**Selected passage**
<<<<

The solution of heat equation $$u_t = \kappa u_{xx}$$
with separation of variables is
$$u(x,t) = \sum_{n=1}^{\infty}b_n e^{-\kappa n^2 \pi^2 t}\sin n \pi x$$
I spare the details as are well known.
For obtaining $b_n$, we use the initial condition, $u(x,t)$, for example, $$ -100x = \sum_{n=1}^{\infty}b_n \sin n \pi x$$ for the initial condition of $u(0,t=0)=0, u(L,t=0)=100$
How can we obtain $b_n$ when the initial condition is zero, for example
IC: $u(x,0)=0$
BC1: $u(0,t)=0$
BC2: $u(L,t)=100$
or a bit more tricky
IC: $u(x,0)=0$
BC1: $u_x(0,t)=0$
BC2: $u(L,t)=100$
When applying the initial condition, the Fourier series is
$$ 0 = \sum_{n=1}^{\infty}b_n \sin n \pi x$$
How do we obtain $b_n$?

>>>>

**Listed records**
<<<<

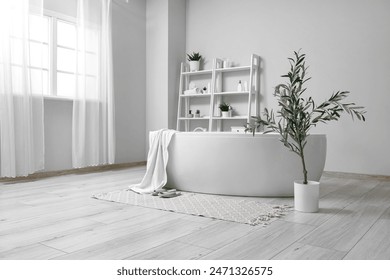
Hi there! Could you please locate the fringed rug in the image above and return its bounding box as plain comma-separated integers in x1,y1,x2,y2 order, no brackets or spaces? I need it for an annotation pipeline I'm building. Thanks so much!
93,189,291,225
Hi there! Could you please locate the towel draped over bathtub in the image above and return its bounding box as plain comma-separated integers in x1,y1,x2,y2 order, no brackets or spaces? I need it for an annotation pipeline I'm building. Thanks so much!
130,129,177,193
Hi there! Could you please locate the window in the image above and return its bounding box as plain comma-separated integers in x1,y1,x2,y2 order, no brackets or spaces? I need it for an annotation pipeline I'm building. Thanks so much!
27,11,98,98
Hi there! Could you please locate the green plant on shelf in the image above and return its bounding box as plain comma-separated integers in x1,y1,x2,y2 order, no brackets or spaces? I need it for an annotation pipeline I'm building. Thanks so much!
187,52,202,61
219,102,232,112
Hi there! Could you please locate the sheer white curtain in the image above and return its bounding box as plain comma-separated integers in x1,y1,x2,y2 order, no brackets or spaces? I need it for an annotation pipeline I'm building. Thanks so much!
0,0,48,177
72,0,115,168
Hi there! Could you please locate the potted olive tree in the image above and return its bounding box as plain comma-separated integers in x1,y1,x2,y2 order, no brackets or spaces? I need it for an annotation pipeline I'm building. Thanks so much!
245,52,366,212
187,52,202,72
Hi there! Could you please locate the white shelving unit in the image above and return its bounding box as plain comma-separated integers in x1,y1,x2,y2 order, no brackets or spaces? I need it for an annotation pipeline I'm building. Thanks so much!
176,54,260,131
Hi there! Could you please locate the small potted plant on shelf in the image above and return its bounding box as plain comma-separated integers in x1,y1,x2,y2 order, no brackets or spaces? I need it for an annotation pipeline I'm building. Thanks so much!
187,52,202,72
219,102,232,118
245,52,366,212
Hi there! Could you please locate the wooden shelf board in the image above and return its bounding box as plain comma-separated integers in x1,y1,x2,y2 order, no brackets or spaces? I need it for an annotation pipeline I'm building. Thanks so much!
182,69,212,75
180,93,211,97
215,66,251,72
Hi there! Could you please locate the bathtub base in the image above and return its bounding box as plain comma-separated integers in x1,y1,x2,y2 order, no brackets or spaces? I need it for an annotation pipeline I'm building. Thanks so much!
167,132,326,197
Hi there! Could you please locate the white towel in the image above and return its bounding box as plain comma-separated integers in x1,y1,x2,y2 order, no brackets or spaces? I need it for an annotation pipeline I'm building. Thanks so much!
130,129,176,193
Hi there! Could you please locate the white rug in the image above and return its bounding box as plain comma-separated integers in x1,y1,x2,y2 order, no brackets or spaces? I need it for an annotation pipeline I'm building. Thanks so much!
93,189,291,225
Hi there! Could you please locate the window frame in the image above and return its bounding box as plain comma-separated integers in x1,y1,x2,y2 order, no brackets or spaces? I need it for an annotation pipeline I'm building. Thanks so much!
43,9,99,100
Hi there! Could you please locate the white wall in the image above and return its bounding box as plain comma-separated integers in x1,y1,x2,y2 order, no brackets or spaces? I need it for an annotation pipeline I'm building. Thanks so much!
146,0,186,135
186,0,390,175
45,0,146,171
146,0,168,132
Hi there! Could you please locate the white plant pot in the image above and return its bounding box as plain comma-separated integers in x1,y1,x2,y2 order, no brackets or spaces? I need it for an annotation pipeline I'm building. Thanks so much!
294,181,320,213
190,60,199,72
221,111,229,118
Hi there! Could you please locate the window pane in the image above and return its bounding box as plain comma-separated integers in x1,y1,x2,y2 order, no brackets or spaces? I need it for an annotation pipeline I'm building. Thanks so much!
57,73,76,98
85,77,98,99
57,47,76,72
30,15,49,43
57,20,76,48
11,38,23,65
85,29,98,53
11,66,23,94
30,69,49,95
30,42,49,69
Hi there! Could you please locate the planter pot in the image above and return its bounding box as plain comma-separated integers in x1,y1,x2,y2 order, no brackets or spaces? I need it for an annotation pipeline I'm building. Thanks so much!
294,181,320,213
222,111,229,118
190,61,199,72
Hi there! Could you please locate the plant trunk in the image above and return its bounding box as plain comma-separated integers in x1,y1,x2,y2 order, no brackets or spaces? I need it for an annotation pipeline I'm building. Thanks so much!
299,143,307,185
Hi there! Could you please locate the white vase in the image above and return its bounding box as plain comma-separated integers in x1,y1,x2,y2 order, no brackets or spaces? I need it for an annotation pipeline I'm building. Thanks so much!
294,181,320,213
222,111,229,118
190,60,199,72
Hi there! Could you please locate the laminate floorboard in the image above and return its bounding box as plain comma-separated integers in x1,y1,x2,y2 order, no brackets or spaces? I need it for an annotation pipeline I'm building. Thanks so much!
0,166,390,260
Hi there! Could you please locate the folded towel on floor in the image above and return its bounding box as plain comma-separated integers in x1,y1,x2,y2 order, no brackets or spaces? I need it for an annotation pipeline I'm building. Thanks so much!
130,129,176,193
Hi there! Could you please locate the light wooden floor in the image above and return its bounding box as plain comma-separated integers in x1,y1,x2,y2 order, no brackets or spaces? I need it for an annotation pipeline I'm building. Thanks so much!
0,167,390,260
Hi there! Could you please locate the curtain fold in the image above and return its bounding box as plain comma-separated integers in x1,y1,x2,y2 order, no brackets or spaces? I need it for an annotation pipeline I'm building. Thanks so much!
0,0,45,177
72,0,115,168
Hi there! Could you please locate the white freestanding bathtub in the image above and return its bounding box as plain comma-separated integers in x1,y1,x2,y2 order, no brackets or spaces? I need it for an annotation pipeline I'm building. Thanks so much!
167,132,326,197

>>>>

Extend the forum post on the heat equation past its final question, "How do we obtain $b_n$?", keeping its voice and notation.

**Answer below**
The problem isn't the the initial condition is zero, but rather your boundary conditions are not homogeneous. Therefore, you can't apply a series solution just yet.
Instead, try breaking up the solution into
$$ u(x,y) = w(x) + v(x,y) $$
where $w(x)$ is the steady-state solution, satisfying
$$ w_{xx} = 0 $$
with B.C.s: $w_x(0) = 0$, $w(L) = 100$. Solving this gives $w(x) = 100$.
Then, you can solve the residual problem
$$ v_t = \kappa v_{xx} $$
with B.C.s: $v_x(0,t) = v(L,t) = 0$
and I.C.: $v(x,0) = u(x,0) - w(x) = -100$
Now you can proceed as usual.